REQUEST A
In the custom step documentation, what happens internally when appendRow is used to add a new index row?

DOCUMENT SEGMENT

....

To append new row into the index:

// ...
.indexTypeRows() 
.provideIndexValues(ctx -> {
    ctx.appendRow(() -> {
        // write the index row
        return Arrays.asList("Value for index column1", "Value for index column2");
    });
})
// ...
  • this will increment the index row value internally.

To explicitly put the index row:

// ...
.indexTypeRows() 
.provideIndexValues(ctx -> {
    final int explicitRowIndex = 15;
    ctx.putRow(explicitRowIndex, () -> {
        return Arrays.asList("Value for index column1", "Value for index column2");
    });
})
// ...

To fetch the written index value (inside forOutputNode):

// Details omitted for brevity...
.forOutputNode(OUTPUT_ID, (context, columnManager) -> {
    final int rowIndex = 10; 
    final List<CellValue> indexRowValues = context.getIndexRowValues(INDEX_NAME, rowIndex);
})

Other methods available in the provideIndexValues context(RowBasedIndex.ValueContext):

// Details omitted for brevity...
.indexTypeRows() 
.provideIndexValues(ctx -> {
    ctx.getInputContext(INPUT_1);
    ctx.getStepPropertyValue(MY_STEP_PROPERTY);
    ctx.getColumnFromChooserValues(MY_INPUT_COLUMN_STEP_PROPERTY);
    ctx.getStepSettingFieldValueAsString(STEP_SETTINGS_1);
})
// ...
  • getInputContext: Use this method to gain access to input columns values and input row count.
  • getStepPropertyValue: Use this method to get the configured Step property value.
  • getColumnFromChooserValues: Use this method to get the input column instance from column chooser value.
  • getStepSettingFieldValueAsString: Use this method to get the configured Step Settings value.

Custom step exception

You can raise custom step exception by throwing the following exception class.

throw new CustomStepException(401, "Authentication failed")

Step setting

You may use step setting as a constant variable or as global setting across the Aperture Data Studio. The setting page will be appeared in Step Setting module.

Creating step setting

Use CustomStepSettingBuilder in createConfiguration method to configure your step setting, which consist the following method for each field.

....

Saved entries:
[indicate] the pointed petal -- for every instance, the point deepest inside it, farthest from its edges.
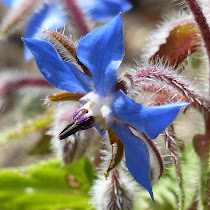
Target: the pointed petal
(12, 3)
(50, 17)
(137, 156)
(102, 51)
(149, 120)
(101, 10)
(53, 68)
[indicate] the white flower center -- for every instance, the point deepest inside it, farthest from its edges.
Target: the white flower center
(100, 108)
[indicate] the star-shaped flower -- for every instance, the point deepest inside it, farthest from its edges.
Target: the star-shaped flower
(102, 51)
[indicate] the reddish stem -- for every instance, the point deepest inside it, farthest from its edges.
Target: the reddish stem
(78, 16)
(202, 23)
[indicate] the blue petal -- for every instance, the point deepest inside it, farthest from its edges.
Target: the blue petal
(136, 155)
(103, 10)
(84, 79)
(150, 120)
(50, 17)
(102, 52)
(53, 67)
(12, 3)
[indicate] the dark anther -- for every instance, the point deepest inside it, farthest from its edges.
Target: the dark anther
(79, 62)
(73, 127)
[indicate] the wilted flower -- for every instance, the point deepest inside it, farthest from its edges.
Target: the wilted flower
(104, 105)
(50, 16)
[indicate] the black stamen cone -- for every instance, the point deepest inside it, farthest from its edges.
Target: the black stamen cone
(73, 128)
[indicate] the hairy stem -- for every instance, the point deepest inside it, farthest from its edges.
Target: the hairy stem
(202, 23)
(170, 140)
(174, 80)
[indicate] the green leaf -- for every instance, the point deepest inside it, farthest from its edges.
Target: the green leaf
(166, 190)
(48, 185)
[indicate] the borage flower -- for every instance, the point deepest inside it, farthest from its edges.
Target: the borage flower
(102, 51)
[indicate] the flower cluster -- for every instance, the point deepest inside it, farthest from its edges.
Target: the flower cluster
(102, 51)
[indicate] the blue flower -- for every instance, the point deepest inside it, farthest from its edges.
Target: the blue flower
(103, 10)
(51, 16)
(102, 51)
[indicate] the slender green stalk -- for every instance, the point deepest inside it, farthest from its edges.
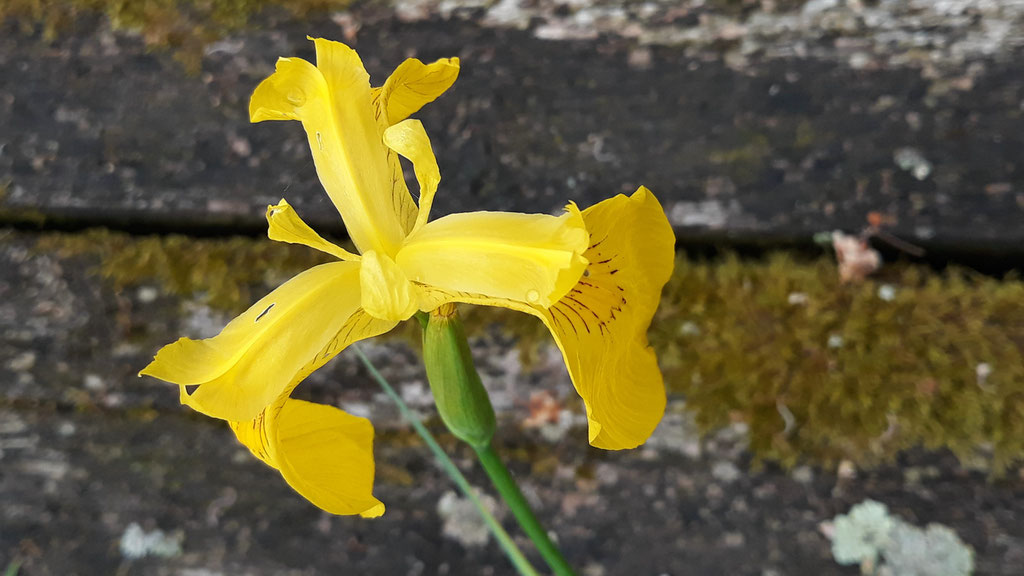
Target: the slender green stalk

....

REQUEST B
Copy the lines of the listing starting at the line that contains "[indicate] the borage" and ending at the end of the listing, both ends included. Leave the pictures out of your answer.

CORRECT ANSWER A
It increments the index row value internally.

CORRECT ANSWER B
[indicate] the borage flower -- for every instance, the point deepest inside it, farthest from its edges.
Target: the borage flower
(102, 51)
[indicate] the flower cluster -- for every instance, the point deepest inside it, farthest from its edges.
Target: the flower cluster
(102, 51)
[indicate] the blue flower -- for every instance, the point deepest inside it, farthest from its edges.
Target: the blue flower
(103, 10)
(51, 16)
(102, 51)
[indicate] the slender green stalk -- for every instance, the point deepest inside it, farthest from its edges.
Target: the slender green stalk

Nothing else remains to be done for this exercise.